■ **Your instructions**
Please give the data below again in full, exactly as it stands.

■ **Supplied material**
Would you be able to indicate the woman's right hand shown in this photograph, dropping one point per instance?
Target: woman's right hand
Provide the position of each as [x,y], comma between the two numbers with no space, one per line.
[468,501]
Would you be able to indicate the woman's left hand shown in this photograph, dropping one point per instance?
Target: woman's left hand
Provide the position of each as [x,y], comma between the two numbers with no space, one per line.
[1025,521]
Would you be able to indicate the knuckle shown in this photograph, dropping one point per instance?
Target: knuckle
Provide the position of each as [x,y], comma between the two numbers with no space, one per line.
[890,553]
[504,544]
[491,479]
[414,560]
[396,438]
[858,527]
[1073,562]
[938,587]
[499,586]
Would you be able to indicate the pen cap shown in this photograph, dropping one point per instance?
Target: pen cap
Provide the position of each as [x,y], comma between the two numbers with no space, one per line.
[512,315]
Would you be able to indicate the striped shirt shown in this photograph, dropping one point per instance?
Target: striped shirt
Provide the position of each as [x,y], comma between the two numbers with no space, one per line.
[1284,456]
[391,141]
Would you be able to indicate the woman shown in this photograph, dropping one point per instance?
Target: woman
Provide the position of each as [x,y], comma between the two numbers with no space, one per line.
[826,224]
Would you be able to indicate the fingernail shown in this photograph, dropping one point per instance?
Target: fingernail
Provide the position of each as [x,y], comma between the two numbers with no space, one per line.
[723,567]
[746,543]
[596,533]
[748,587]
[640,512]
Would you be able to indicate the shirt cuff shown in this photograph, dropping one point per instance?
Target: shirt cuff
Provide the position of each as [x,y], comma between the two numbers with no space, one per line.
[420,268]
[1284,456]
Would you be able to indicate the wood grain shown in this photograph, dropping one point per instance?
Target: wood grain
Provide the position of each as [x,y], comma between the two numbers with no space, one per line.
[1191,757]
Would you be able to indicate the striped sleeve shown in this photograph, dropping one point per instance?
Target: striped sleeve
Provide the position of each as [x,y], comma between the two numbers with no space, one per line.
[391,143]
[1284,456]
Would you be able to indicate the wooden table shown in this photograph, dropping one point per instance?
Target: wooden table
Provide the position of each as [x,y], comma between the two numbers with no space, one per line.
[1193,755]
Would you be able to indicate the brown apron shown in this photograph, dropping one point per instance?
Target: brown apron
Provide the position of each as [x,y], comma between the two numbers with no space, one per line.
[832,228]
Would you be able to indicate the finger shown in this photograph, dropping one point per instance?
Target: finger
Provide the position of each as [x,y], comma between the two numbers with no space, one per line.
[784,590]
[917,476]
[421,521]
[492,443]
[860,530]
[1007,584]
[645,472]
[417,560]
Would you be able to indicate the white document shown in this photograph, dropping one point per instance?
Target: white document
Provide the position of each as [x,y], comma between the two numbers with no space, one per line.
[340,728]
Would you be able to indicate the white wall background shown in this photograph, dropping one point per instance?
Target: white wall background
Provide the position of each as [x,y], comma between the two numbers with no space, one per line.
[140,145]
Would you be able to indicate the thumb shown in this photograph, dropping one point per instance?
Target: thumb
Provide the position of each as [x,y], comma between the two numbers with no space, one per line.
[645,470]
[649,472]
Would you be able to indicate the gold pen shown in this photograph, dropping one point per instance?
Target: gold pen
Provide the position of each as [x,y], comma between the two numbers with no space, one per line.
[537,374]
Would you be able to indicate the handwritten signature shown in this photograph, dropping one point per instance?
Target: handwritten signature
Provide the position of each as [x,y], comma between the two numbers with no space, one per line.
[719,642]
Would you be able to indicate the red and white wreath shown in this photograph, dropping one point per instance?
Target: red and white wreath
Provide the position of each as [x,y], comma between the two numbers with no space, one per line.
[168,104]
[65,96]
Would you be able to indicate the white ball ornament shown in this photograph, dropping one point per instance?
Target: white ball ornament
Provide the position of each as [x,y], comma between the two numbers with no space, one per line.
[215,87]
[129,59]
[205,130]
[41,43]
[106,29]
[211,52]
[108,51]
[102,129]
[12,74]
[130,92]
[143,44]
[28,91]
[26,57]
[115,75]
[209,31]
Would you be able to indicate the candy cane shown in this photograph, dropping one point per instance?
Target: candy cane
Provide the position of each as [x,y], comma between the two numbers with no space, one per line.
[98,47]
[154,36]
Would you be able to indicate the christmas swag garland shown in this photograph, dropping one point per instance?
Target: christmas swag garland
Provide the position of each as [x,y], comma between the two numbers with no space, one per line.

■ **Complete output**
Would you be able to indicate the woman's right hand shown in this photograph, dropping one point per instance?
Target: woman's right hand
Provide the position of each as [x,y], comma between the two numbers with no space, one per line.
[468,501]
Would you be able to indicate the woman's left hand shown in this photograph, dropping one point per instance?
Target: woman's left hand
Provide the position of each as [x,y], comma between the two numbers with no space, one per line.
[1025,521]
Would you be able to indicate the knuckle shown in this photograph, dropping one point per instance?
Target: knuckle
Provide the position of each as [x,y], comma between the two numbers with no space, one per line.
[890,553]
[504,544]
[491,479]
[414,560]
[396,438]
[858,527]
[1073,562]
[938,587]
[499,586]
Would you be able to indicate the pen cap shown in this photograph, dropping one point per instance?
Target: pen cap
Provide the position of each as [x,y], comma between the two numbers with no space, one per line.
[512,315]
Would you be able to indicate the striped shirt shown in this photograph, dropping one point per instance?
Target: striped shirt
Provide the position of each as [x,y], comma between the two numbers with no space, one per line.
[1284,456]
[391,141]
Would you be able to indicate the woman shown in this photograph, dropping one point per instance?
Target: woman
Provide the position of each as [x,y], comma between the two numbers with no space, one per line.
[826,224]
Would you be able to indicate the fingernail shown in this photograph, dropping one point per instance?
Target: fingernail
Provide the position of each as [x,y], comma between the two numbers with no space, one per line.
[723,567]
[746,543]
[596,533]
[748,587]
[640,512]
Would you be able to indicate the shirt cuff shown in this photograph, dropping one point per instance?
Target: shirt cuff
Provide the position of each as [x,y], comma between the two numbers with no space, one per line.
[420,268]
[1284,456]
Would you be able to indicate the wood grain shown in this photograph, dropping one point per instance?
Target: wood grain
Provide the position of each as [x,y], comma between the two numbers with no space, one per line.
[1191,757]
Would you be able to indicate the striped sleeve shown in this photograph, dropping one point per instance?
Target: striped sleeve
Provide the position of each as [x,y], comma between the two numbers with no space, one per line.
[391,143]
[1284,456]
Would you be able to indicate the wooden table shown in this photograph, dropping one point per instance?
Target: wooden table
Provide the position of each as [x,y], comma between the two numbers with no space, one per line.
[1193,755]
Would you be able to indicate the brown apron shown in this photograph, dropping one point per instance?
Target: brown apron
Provide the position of each as [x,y], comma between the two numbers with no space, one per line.
[832,228]
Would you be able to indicate the finger shown in this photograph, dropping one point per instance?
Target: finger
Provide the position of each as [x,y], comma between the two numbers with no space, one per line.
[784,590]
[917,476]
[421,521]
[492,443]
[860,530]
[1007,584]
[645,472]
[417,560]
Would you be able to indicate the white document shown in this photograph, dropping one point per instance?
Target: white document
Provide the position of each as [x,y], comma between the two numbers with no space, one per line.
[340,728]
Would you be able to indicate the white wall background shown in this photograph, dropping one point per instance?
Target: white wall background
Provide the position of each as [x,y], comma between the two numbers with no space, one per line.
[140,145]
Would you be able to indicate the thumb shown in this photograph, dropping one point per instance?
Target: thumb
Provide the position of each as [x,y], comma between the two numbers with no space, one per line.
[645,470]
[649,472]
Would you be able to indicate the gold pen shown in this photograph, dropping one point per instance?
Target: gold pen
Provide the position of each as [x,y], comma between the two numbers with no space, one per line.
[537,374]
Would you be able to indicate the handwritten signature shown in this photograph, dropping one point per instance?
Target: handwritten signature
Provide the position of each as [x,y], comma between the two numbers with no space, one per line.
[719,642]
Would you be able to indicate the red and white wreath shown in this photograph, dropping one point per instance?
Target: red and white wreath
Provide the position of each as [x,y], comma between the two numbers with no space, one per line.
[168,104]
[65,96]
Would you be able to indicate the white ball ornament shown in this photograph, dropping one point per instance?
Target: white ball ornament
Provide the position of each as [x,y], comma between the two numbers with no space, one per line.
[215,87]
[129,59]
[205,130]
[41,43]
[106,29]
[211,52]
[108,51]
[102,129]
[12,74]
[130,92]
[143,44]
[28,91]
[26,57]
[115,75]
[209,31]
Would you be able to indicate the candy cane shown in this photograph, dropping one point per instance?
Target: candy cane
Provide the position of each as [x,y], comma between the two numbers with no space, one per line.
[98,47]
[154,36]
Would you be able to indicate the christmas swag garland shown in this photograph, dropping one point per instance?
Target: christmas swag garland
Provide the position of each as [x,y], comma between the two numbers with no space, one per line.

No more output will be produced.